DIRECTIONS FOR THIS TASK: Could you repeat, word for word, every line from the one containing "Practice step: indicate the parkrun" through the final line of the records below, and nothing else?

════

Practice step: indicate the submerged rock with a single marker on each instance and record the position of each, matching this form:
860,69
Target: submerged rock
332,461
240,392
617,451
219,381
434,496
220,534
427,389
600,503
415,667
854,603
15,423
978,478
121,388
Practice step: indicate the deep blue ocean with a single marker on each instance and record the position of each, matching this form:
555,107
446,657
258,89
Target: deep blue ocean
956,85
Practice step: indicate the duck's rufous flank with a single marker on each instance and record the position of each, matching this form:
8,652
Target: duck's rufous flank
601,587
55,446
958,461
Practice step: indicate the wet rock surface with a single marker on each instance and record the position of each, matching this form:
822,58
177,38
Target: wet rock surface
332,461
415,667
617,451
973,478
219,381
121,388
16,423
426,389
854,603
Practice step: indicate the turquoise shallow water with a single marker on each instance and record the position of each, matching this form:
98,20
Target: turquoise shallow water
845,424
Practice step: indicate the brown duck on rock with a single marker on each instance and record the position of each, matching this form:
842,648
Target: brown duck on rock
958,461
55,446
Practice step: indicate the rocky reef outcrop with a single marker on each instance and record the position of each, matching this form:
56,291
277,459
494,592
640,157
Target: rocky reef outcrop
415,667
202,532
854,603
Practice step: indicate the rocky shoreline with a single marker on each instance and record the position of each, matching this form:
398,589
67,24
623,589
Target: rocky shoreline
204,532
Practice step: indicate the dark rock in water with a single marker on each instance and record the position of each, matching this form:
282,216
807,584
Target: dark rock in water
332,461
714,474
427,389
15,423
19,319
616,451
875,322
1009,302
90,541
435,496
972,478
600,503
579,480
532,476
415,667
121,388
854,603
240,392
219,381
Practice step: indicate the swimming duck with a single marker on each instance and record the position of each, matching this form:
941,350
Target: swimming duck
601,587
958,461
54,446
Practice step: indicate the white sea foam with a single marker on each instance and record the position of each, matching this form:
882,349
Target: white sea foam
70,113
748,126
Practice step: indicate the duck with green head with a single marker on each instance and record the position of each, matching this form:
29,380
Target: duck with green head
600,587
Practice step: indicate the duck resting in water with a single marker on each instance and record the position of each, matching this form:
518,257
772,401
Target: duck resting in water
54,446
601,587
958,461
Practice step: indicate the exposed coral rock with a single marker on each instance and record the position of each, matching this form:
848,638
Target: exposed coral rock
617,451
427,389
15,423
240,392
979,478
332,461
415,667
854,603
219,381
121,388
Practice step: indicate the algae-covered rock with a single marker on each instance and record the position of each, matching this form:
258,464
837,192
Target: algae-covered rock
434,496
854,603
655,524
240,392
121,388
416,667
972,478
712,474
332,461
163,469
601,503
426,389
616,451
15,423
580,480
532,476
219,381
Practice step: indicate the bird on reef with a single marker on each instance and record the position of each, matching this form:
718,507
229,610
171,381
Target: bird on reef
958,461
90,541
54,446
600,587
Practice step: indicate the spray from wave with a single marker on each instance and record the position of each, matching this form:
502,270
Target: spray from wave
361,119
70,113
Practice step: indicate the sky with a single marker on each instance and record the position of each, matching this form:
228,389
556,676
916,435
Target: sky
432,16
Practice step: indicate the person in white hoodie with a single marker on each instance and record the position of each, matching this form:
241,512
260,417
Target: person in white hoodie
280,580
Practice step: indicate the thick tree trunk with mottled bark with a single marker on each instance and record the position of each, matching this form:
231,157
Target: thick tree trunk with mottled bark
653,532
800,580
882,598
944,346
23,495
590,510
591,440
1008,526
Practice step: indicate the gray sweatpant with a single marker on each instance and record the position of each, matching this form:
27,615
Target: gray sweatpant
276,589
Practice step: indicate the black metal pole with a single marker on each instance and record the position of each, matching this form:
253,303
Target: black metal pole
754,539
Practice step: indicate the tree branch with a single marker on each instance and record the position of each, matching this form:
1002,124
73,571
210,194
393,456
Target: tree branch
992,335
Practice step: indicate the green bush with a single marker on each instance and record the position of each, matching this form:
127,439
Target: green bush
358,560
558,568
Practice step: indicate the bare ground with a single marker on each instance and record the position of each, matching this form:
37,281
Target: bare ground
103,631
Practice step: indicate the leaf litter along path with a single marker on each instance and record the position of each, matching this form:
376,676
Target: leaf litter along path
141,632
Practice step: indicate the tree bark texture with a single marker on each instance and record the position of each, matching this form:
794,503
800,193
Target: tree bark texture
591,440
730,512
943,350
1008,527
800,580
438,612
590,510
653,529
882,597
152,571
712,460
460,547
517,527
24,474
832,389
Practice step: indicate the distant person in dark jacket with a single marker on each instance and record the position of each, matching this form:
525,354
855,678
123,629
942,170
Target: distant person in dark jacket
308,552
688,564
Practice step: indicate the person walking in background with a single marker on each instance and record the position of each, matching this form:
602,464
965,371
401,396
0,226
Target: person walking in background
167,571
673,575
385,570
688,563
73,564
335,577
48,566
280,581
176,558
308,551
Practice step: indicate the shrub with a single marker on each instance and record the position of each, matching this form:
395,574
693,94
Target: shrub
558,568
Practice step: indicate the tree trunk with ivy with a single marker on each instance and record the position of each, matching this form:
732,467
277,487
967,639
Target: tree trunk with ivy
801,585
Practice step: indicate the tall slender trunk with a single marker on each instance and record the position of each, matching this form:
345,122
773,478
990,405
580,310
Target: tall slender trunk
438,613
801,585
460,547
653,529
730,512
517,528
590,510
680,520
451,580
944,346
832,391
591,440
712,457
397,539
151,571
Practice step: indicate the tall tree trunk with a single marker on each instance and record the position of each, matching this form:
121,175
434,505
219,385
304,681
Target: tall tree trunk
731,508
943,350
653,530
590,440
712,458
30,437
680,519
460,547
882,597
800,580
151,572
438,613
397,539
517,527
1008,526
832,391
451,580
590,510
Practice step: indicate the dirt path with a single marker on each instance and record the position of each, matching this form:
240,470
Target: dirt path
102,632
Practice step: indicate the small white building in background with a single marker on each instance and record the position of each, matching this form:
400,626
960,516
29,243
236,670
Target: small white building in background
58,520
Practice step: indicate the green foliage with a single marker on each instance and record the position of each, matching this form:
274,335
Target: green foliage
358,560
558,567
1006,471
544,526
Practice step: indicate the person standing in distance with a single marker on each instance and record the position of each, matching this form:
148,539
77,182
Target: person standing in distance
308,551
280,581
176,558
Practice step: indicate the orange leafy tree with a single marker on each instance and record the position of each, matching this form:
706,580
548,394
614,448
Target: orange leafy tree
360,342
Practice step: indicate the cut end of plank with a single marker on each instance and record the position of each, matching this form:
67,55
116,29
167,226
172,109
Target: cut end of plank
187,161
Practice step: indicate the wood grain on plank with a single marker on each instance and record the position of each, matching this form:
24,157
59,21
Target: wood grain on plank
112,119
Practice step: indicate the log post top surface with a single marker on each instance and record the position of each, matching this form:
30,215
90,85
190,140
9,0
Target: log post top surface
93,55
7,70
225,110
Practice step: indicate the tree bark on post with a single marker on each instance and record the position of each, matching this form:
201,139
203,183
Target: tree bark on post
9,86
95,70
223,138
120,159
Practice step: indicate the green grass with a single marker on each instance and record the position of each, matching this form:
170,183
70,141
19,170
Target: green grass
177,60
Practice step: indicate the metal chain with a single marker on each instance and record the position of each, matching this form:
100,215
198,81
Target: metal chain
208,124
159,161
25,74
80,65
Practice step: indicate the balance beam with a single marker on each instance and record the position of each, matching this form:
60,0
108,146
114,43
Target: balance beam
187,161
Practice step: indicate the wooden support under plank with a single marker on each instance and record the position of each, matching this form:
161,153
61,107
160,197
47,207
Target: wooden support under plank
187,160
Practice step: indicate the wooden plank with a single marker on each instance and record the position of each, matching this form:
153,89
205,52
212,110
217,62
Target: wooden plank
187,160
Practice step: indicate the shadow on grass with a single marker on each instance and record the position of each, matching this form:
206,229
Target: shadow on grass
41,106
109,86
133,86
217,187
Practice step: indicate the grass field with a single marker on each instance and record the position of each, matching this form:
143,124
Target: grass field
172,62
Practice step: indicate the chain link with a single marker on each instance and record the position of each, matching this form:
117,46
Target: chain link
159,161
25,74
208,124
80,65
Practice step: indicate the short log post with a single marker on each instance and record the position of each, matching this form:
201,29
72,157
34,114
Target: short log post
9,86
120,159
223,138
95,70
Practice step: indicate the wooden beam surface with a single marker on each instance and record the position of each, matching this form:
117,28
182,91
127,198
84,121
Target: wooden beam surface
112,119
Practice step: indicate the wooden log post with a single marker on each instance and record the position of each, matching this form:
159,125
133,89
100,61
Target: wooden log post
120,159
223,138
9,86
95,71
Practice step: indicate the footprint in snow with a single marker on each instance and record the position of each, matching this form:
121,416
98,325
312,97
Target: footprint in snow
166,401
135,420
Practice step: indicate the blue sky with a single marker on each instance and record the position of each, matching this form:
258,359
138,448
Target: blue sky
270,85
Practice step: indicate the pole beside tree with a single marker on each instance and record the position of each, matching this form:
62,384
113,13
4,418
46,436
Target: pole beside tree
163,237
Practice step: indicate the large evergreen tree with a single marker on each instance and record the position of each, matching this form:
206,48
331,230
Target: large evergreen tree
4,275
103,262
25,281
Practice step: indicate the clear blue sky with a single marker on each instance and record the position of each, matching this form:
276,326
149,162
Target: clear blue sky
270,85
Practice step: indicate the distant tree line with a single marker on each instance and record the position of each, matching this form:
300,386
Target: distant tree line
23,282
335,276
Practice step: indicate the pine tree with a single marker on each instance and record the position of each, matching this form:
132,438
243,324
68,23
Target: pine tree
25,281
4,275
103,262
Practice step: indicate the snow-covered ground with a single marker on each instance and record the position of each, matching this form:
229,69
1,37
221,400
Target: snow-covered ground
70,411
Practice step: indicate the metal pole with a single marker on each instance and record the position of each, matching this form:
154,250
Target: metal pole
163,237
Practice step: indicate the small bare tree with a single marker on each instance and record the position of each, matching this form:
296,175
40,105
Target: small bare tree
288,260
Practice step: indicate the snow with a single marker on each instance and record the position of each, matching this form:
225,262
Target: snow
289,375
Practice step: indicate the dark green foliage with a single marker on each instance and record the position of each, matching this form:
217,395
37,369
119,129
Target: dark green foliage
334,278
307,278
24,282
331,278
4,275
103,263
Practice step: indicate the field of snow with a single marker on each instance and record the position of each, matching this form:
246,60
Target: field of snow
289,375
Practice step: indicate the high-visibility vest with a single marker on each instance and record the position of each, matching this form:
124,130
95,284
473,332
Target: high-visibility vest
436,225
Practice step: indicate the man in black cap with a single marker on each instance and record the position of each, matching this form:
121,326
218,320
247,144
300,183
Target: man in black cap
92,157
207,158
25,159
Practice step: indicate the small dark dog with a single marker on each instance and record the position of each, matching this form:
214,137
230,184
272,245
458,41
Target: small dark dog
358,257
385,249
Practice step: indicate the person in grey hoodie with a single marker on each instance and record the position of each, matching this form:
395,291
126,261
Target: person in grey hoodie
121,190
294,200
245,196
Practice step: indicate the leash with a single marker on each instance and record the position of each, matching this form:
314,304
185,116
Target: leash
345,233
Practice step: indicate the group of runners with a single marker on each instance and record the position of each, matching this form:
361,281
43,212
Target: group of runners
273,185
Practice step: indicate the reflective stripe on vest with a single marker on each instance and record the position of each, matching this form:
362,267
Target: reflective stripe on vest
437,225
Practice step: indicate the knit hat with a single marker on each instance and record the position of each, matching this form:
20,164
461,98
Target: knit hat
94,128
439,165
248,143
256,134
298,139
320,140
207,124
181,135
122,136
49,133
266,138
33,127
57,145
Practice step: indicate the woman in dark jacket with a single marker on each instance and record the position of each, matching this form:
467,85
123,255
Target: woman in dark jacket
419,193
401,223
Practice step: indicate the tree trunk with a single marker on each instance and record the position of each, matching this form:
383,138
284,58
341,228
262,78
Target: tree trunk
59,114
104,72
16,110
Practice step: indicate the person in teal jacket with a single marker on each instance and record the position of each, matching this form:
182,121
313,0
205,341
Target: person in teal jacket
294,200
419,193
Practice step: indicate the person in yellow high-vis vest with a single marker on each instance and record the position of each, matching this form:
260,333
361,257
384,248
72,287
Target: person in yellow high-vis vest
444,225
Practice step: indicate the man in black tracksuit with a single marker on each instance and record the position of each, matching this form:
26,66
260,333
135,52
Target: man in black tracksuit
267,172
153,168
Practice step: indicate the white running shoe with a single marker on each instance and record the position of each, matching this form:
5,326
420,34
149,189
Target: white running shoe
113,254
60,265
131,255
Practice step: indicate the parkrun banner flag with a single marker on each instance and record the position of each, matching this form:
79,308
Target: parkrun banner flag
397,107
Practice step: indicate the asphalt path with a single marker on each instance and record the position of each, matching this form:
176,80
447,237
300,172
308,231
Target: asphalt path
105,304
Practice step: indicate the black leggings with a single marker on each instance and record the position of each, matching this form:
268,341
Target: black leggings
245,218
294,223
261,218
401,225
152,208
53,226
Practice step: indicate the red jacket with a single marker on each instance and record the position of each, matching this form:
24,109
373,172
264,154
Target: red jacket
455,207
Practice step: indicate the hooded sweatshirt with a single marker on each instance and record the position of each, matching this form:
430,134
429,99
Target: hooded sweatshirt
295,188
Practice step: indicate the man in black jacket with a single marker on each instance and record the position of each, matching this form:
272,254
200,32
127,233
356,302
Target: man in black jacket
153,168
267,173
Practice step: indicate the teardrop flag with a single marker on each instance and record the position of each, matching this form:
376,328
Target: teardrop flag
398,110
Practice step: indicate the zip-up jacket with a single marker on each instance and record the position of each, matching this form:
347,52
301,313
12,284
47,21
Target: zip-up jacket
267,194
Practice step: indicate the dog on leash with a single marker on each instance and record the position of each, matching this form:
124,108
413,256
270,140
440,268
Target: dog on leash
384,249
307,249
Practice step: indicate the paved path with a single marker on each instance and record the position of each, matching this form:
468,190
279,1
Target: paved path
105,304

════

THE OUTPUT:
Practice step: indicate the parkrun banner flag with a single marker on each instance and record the position of each, matching this form:
79,308
Target: parkrun banner flag
397,107
Practice step: indicate the asphalt path with a single marker on each instance and record the position of each, matching this form:
176,80
447,237
300,172
308,231
Target: asphalt path
105,304
Practice step: indicate the black leggings with a single marker on each instance and record the position of each, matching this form:
268,341
Target: black leggings
245,218
294,223
261,218
401,225
152,208
53,226
Practice step: indicate the red jacket with a single marker on each instance and record the position of each, matching this form:
24,109
373,172
264,154
Target: red jacket
455,207
Practice step: indicate the hooded sweatshirt with a single marker on each instance and record the position of each, matching this form:
430,134
429,99
Target: hooded sweatshirt
295,188
Practice step: indicate the man in black jacket with a single marker on each instance and record the position of each, matching this form:
272,254
200,32
127,233
356,302
Target: man in black jacket
153,168
267,173
Practice step: indicate the teardrop flag with a single marker on each instance and record the position of each, matching this form:
376,328
Target: teardrop flag
398,110
Practice step: indicate the zip-up jacket with a single marker on each instance and record the position of each, matching this form:
347,52
301,313
12,284
47,21
Target: zip-up jacket
267,194
Practice step: indicate the dog on leash with a single marker on each instance and record the position of each, matching this form:
124,108
413,256
270,140
440,268
Target: dog on leash
384,249
307,249
Practice step: indicate the paved path with a single marker on each instance and record the position of each, matching this form:
468,190
279,1
Target: paved path
105,304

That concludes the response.